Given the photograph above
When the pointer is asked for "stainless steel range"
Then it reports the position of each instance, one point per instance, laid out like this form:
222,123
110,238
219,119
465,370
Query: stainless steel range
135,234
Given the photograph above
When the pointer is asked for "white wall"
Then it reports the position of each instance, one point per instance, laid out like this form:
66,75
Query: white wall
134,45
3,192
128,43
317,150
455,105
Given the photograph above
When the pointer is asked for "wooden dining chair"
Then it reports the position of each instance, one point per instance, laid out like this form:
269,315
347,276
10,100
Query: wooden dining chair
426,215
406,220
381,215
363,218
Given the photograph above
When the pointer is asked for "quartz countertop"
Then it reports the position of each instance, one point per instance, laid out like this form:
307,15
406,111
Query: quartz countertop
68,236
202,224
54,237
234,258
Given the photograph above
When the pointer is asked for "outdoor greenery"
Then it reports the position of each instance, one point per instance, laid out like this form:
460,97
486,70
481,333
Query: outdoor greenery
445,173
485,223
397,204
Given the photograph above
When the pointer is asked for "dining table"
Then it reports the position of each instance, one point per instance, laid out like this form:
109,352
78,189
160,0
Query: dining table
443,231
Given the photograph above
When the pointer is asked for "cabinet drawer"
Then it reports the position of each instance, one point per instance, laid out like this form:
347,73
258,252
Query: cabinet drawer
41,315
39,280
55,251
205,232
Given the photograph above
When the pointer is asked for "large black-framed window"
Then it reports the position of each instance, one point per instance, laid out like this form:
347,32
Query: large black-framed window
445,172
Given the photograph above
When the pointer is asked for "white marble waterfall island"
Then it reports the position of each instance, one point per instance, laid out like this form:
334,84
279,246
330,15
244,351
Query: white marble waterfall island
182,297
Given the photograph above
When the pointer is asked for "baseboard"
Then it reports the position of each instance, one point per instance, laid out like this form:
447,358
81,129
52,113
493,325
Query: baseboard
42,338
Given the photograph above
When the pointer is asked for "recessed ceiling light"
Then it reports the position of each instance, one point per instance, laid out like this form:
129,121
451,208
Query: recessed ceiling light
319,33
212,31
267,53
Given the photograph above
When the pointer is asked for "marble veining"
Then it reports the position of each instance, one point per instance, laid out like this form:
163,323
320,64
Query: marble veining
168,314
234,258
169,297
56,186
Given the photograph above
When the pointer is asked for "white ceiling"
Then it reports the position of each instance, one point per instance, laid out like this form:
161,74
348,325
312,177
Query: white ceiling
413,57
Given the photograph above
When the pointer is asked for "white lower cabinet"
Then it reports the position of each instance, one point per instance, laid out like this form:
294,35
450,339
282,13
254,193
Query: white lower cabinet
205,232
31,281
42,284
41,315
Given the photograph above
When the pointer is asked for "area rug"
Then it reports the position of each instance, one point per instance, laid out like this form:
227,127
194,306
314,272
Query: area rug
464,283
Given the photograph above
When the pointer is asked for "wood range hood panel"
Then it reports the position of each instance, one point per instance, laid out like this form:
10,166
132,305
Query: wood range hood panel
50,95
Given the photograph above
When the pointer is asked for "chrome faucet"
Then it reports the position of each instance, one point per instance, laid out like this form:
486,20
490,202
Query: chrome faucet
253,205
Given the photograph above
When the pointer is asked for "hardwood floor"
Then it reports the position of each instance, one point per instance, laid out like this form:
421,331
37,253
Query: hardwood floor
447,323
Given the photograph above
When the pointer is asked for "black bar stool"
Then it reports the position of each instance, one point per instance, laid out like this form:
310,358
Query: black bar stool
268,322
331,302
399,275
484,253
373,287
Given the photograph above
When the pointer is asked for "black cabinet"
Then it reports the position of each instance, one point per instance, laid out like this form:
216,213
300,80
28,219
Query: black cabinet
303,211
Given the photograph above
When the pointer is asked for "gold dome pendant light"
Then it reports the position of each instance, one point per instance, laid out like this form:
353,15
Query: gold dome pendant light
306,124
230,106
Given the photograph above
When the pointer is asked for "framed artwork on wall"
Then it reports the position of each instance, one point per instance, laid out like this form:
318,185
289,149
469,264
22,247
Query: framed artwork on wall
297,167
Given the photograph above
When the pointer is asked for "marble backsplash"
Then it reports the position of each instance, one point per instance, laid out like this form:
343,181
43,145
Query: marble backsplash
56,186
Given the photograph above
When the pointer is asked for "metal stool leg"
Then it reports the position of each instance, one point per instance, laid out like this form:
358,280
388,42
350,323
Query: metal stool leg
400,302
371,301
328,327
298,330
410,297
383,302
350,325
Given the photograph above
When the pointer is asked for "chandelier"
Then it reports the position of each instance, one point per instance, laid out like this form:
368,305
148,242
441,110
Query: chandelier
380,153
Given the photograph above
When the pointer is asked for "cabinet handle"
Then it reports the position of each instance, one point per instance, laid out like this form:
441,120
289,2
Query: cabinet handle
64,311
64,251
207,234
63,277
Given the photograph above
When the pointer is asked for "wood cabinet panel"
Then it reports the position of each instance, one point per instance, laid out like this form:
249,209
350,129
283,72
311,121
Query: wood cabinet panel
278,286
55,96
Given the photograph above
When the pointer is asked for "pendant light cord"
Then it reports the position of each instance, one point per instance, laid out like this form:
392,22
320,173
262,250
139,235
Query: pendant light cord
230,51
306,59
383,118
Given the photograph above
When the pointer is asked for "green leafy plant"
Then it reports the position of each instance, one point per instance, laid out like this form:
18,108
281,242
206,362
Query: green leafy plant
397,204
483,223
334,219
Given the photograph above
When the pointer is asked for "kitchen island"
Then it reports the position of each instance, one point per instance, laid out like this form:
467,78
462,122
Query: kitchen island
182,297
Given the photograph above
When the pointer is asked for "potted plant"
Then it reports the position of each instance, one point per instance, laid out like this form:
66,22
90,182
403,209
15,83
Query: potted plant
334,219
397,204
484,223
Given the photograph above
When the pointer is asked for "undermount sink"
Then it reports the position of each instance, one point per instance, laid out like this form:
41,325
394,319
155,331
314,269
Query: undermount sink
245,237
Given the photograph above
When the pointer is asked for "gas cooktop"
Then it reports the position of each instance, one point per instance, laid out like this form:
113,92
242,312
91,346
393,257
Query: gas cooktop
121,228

* * *

▶ _ACTIVITY_: Write out every line of the material exactly as it appears.

▶ _REPLY TO THE EXERCISE_:
Given the photograph above
When the pointer is asked for "stainless steel range"
Then it reports the position of each instance, one point per instance, laid out like this form:
222,123
110,238
219,119
465,370
Query: stainless steel range
135,234
Given the photograph above
When the pointer is asked for "white wall"
Then it reports the position of each instance, one point per instance, laid out like this form:
66,75
Query: white wall
134,45
3,192
128,43
317,150
455,105
Given the photograph above
When the pointer is asked for "wooden dining chair"
Then it reports the position of each instance, one point per instance, laid out like this form:
269,315
347,276
10,100
Query: wooden dining chair
426,215
406,220
381,215
363,218
Given the photograph above
When the pointer is asked for "quartz countertop"
Then it reports the position of each instance, one point per instance, laid out like this form:
307,15
406,111
Query: quartz countertop
68,236
202,224
54,237
234,258
Given the photograph above
When the pointer is asked for "outdoor greenery"
Then it reports the position of each instance, one point per instance, laid out like this form:
460,97
486,70
481,333
Query: outdoor greenery
445,173
485,223
397,204
Given the photograph above
When the pointer is asked for "dining table"
Then it reports the position of each instance, one point per instance, laid out like this form:
109,352
78,189
160,0
Query: dining table
443,231
Given the photograph above
When the pointer is asked for "cabinet drawer"
Then it reports the position of each instance, one point per instance, laid out like this form:
347,73
258,252
Query: cabinet drawer
41,315
39,280
55,251
205,232
Given the photograph above
When the pointer is asked for "large black-framed window"
Then it reports the position of each instance, one point per instance, laid out like this form:
347,32
Query: large black-framed window
445,172
Given the photograph above
When the pointer is asked for "white marble waterfall island"
Then it reports the position of each instance, one point per instance, laid out like this form:
334,84
279,246
330,15
244,351
Query: white marble waterfall island
182,297
Given the photograph above
When the pointer is asked for "baseboard"
Then it reports the position of each instance, one point per instance, laid out like this form:
447,358
81,129
52,113
493,325
Query: baseboard
42,338
Given the photograph above
When the pointer is asked for "recessed ceiling light"
Then it reports the position of each instance, one point per instance, laid out like this form:
129,121
451,208
Query: recessed ceiling light
319,33
212,31
267,53
Given the photograph above
When the pointer is asked for "marble veining"
Then it reports the position of each instance, one point per instance, laid out like this form:
163,323
320,64
Query: marble veining
168,314
234,258
169,297
56,186
Given the photograph above
When the pointer is asked for "white ceiling"
Then it reports the position of each instance, one point per instance, laid out like this form:
161,74
348,325
312,177
Query: white ceiling
413,57
Given the photograph above
When the pointer is asked for "white lower cabinet"
Then it reports the position of each instance, one point per instance, laid out like this form:
294,35
450,339
282,13
254,193
Query: white lower cabinet
205,232
31,281
42,284
41,315
Given the photograph above
When the pointer is asked for "area rug"
Then it reports the position of each instance, one point per instance, laid out like this form:
227,127
194,306
314,272
Query: area rug
464,283
Given the photograph above
When the pointer is asked for "wood range hood panel"
Then it reports the position of each instance, one point per instance, laid out like this form:
10,166
132,305
Query: wood range hood panel
50,95
Given the photograph above
When the pointer is asked for "chrome faucet"
Then it reports the position of each instance, one point per instance, laid out like this form:
486,20
490,202
Query: chrome faucet
253,205
Given the photograph above
When the pointer is asked for "hardwood floor"
Then it reports the position of each instance, one point per instance, laid out like this form:
421,331
37,253
Query: hardwood floor
447,323
Given the photograph above
When the pointer is asked for "black bar stool"
Then it reports the position of each instance, one point per instance, laid out like this form:
310,358
Query: black bar stool
268,322
331,302
399,275
484,253
373,287
Given the photograph above
When the pointer is asked for "black cabinet"
Then it reports the position of each instance, one point per instance, laid out like this form:
216,213
300,80
28,219
Query: black cabinet
303,211
Given the photograph above
When the pointer is asked for "gold dome pendant light"
Then it reports the position of each instance, one point per instance, laid out like this form:
353,15
Query: gold dome pendant light
306,124
230,106
Given the photograph above
When the pointer is asked for "framed artwork on wall"
Then it reports the position of each instance, one point per instance, laid out like this form:
318,185
289,149
469,264
22,247
Query: framed artwork on wall
297,167
Given the photograph above
When the pointer is asked for "marble backsplash"
Then it reports the position of each instance, one point per instance, laid out like this form:
343,181
43,145
Query: marble backsplash
56,186
Given the photograph above
When the pointer is asked for "metal stool leg"
Then it reports the position of each instance, one point per instance, laid out like this form:
358,280
388,42
350,323
Query: metal stool leg
400,302
371,301
328,327
298,330
410,297
383,302
350,325
Given the photograph above
When the pointer is asked for "chandelier"
Then it reports the position of each instance, one point per instance, laid out like this form:
368,305
148,242
441,110
Query: chandelier
380,153
Given the photograph above
When the pointer is asked for "cabinet handle"
Then it reports the position of each instance, one point per instance, laid out like this form:
441,120
289,2
Query: cabinet handle
64,311
64,251
207,234
63,277
Given the photograph above
When the pointer is asked for "wood cabinet panel"
Then it reports the position of each instance, one point per instance, laid out like this form:
249,209
350,129
283,72
311,121
Query: wood cabinet panel
278,286
55,96
Given the photograph above
When the pointer is asked for "pendant light cord"
Then it reports the position of each instance, one point per instance, laid out like this form:
392,22
320,173
262,250
139,235
Query: pendant light cord
230,51
306,59
383,118
Given the photograph above
When the pointer is asked for "green leafy plant"
Then it reports the position of each instance, one point per instance, laid out like this form:
18,108
281,242
206,362
Query: green leafy plant
397,204
483,223
334,219
Given the photograph above
When the pointer is asked for "kitchen island"
Then it reports the position of each instance, one point per instance, laid out like this form:
467,78
462,122
Query: kitchen island
182,297
Given the photograph above
When the pointer is asked for "potted plant"
Then it reports the position of each instance, one point per instance, laid out like this form:
66,22
90,182
403,209
15,83
Query: potted plant
334,219
397,204
484,223
Given the photograph above
When the pointer is asked for "undermount sink"
Then it reports the position of each instance, one point per instance, laid out like this form:
41,325
394,319
155,331
314,269
Query: undermount sink
245,237
Given the photograph above
When the pointer is asked for "gas cooktop"
Then it reports the position of each instance, one point per instance, laid out like this form:
113,92
242,312
91,346
393,257
Query: gas cooktop
121,228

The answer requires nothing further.